= Daniel Fardon =

British classical composer

Daniel Fardon (born 1991) is a British composer of contemporary classical music.

== Biography ==
Fardon studied Music at the Royal Birmingham Conservatoire, where his composition teachers included Howard Skempton and Errollyn Wallen. He studied conducting under Edwin Roxburgh.

Fardon went on to study for an MPhil in Composition at the University of Cambridge, where he was tutored by Professor Richard Causton. In 2018, he graduated with a PhD in Composition on the topic of tonality from the University of Birmingham, under the supervision of Professor Michael Zev Gordon.

Fardon was the Rosie Johnson Apprentice Composer at the Wigmore Hall during 2018-19. In 2018 he won the Royal Philharmonic Society Composition Prize, and in 2020 he received an Ivor Novello Award for his music.

Fardon is the Artistic Director of Hackney Music Live, a charity which organises concerts in the London Borough of Hackney. He teaches at the Purcell School for Young Musicians.

== Music ==
Fardon’s early commissions included Three Short Pieces for the Stratford-on-Avon music festival in 2012, and a piano work for Flatpack Film Festival in 2013. His piece Freundschaftsbeziehungen was commissioned by the King's Lynn Festival in 2015. His work Black Eyes for soprano and tenor voice, which explores the theme of alien abduction as a coping mechanism for psychological trauma, toured the UK in 2015. In 2016, Fardon’s work Flux was performed by the London Symphony Orchestra as part of the Panufnik Composers Scheme, conducted by François-Xavier Roth. Fardon’s October Tune was premièred by members of the Bournemouth Symphony Orchestra in 2017, and subsequently performed by members of the London Symphony Orchestra.

▸ SUPPLIED RECORDS

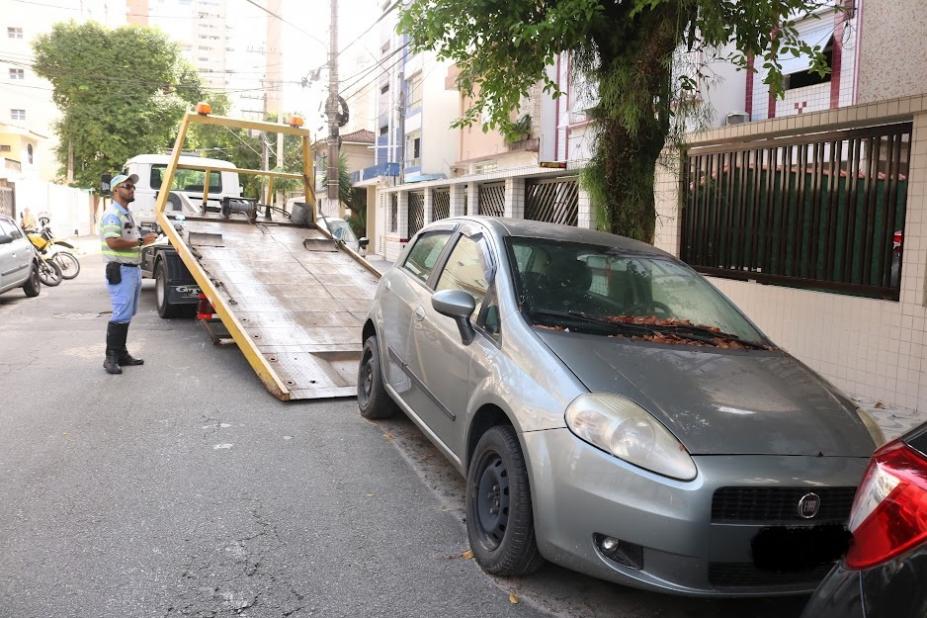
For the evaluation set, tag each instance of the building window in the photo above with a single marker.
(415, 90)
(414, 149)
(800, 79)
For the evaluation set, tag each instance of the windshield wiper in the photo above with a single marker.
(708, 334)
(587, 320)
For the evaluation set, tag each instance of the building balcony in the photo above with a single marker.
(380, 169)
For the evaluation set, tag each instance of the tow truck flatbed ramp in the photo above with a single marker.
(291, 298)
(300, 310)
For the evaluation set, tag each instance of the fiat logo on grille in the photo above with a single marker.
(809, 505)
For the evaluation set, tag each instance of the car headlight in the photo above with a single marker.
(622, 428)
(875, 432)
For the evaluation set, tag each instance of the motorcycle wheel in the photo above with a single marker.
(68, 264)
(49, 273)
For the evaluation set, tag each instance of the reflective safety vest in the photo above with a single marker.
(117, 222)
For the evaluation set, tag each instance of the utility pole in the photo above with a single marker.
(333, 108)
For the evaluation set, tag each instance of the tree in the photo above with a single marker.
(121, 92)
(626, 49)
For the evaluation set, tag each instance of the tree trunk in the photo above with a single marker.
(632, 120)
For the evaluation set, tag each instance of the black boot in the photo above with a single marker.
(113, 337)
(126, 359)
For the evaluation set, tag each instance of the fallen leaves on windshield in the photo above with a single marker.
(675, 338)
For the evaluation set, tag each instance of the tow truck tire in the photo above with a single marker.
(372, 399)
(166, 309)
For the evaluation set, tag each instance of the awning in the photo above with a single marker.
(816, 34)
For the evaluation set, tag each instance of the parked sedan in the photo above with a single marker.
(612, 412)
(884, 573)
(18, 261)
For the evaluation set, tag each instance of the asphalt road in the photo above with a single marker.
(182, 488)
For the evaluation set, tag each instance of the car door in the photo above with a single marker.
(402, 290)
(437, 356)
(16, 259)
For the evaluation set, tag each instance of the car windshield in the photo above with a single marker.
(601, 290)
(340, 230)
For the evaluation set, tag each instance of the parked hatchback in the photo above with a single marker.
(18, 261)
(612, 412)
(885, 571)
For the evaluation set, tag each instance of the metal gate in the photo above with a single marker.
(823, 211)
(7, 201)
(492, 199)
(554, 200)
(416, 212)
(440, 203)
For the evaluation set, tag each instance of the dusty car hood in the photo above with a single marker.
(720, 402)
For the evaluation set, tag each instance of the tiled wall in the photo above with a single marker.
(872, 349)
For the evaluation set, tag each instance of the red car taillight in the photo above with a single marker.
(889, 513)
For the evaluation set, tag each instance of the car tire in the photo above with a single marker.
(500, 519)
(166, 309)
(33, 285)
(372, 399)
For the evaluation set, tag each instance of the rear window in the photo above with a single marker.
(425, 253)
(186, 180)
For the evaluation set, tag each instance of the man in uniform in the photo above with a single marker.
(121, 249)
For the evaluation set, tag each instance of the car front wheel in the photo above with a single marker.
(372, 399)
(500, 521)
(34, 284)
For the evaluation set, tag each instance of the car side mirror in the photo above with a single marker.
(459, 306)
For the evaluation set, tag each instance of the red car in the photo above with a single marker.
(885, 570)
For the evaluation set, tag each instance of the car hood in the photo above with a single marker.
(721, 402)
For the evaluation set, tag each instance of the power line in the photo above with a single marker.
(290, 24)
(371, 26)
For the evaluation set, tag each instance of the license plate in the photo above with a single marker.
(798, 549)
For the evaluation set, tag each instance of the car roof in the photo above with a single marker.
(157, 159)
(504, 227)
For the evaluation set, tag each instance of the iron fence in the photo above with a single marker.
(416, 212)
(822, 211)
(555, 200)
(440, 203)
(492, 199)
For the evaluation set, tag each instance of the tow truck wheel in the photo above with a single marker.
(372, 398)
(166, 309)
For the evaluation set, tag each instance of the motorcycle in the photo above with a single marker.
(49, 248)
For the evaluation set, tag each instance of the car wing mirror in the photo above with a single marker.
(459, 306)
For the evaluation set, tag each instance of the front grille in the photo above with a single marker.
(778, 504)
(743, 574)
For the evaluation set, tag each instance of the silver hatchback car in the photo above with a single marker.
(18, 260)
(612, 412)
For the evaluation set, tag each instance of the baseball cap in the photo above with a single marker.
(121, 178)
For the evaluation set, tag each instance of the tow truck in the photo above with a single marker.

▸ WHAT YOU WILL DO
• 1. Reproduce word for word the passage of the article on Daniel Fardon starting at "Daniel Fardon (born" and ending at "under Edwin Roxburgh.".
• 2. Answer these questions using the article on Daniel Fardon:
(a) Under whom did Fardon study conducting?
(b) Which prize did Fardon win in 2018?
(c) Which orchestra performed Fardon's work Flux in 2016?
• 3. Write a continuation of the article on Daniel Fardon, beginning after its final sentence.

▸ RESULTS
• 1.
Daniel Fardon (born 1991) is a British composer of contemporary classical music.

== Biography ==
Fardon studied Music at the Royal Birmingham Conservatoire, where his composition teachers included Howard Skempton and Errollyn Wallen. He studied conducting under Edwin Roxburgh.

• 2.
(a) Edwin Roxburgh
(b) The Royal Philharmonic Society Composition Prize
(c) The London Symphony Orchestra

• 3.
Fardon won the Royal Philharmonic Society Composition Prize in 2018 and was commissioned by the Royal Philharmonic Society to write a new string quartet. The resulting piece, Six Movements, was premièred by the Bloomsbury Quartet at the Wigmore Hall. June Tune, for piano quartet, was performed by members of the London Symphony Orchestra in 2020. His work Elements of Disco was commissioned by Cheltenham Music Festival in 2020 and premièred live on BBC Radio 3 by the Carducci Quartet, broadcast from St David's Hall in Cardiff in the absence of an audience as a result of the COVID-19 pandemic.

Fardon was commissioned by Coventry City of Culture 2021 and the Arts Council England to write a two-hour theatrical symphony for the Orchestra of the Swan, which formed part of a large-scale year-long project involving people from the Coventry community. The resulting work, Symphony of Us, was performed three times in Coventry Cathedral in 2022, conducted by Fardon, and was featured on BBC Midlands Today and BBC Radio CWR.

Fardon's August Tune: Running Music was performed by the Purcell Symphony Orchestra in 2023 at St John's Smith Square, conducted by Paul Mann, and subsequently at the Royal Birmingham Conservatoire. 2023 also saw performances of his Six Movements live on BBC Radio 3 as well as at the Wigmore Hall.

In 2024, Fardon was commissioned by the London Symphony Orchestra to write the original music for a series of children’s concerts based on the book Lost and Found by Oliver Jeffers. Fardon's collaboration with the London Symphony Orchestra continued in 2025 with the release of Fardon's work Flux, as part of the Panufnik Legacies programme.

Fardon was the recipient of an Ivor Novello Award in 2020 for his string quartet Six Movements.

Fardon’s music is notable for its exploration of aesthetic pluralism and themes of past and contemporary culture.

== Notable works ==

- Black Eyes, for soprano and tenor voice (2015)
- Flux, for symphony orchestra (2016)
- October Tune, for sextet (2017)
- Three Movements, for chamber ensemble (2018)
- Piano Suite No. 3 (2018)
- Somewhere Among the Clouds Above, for soprano and alto saxophone (2018)
- June Tune, for piano quartet (2019)
- Six Movements, for string quartet (2019)
- Elements of Disco, for string quartet (2020)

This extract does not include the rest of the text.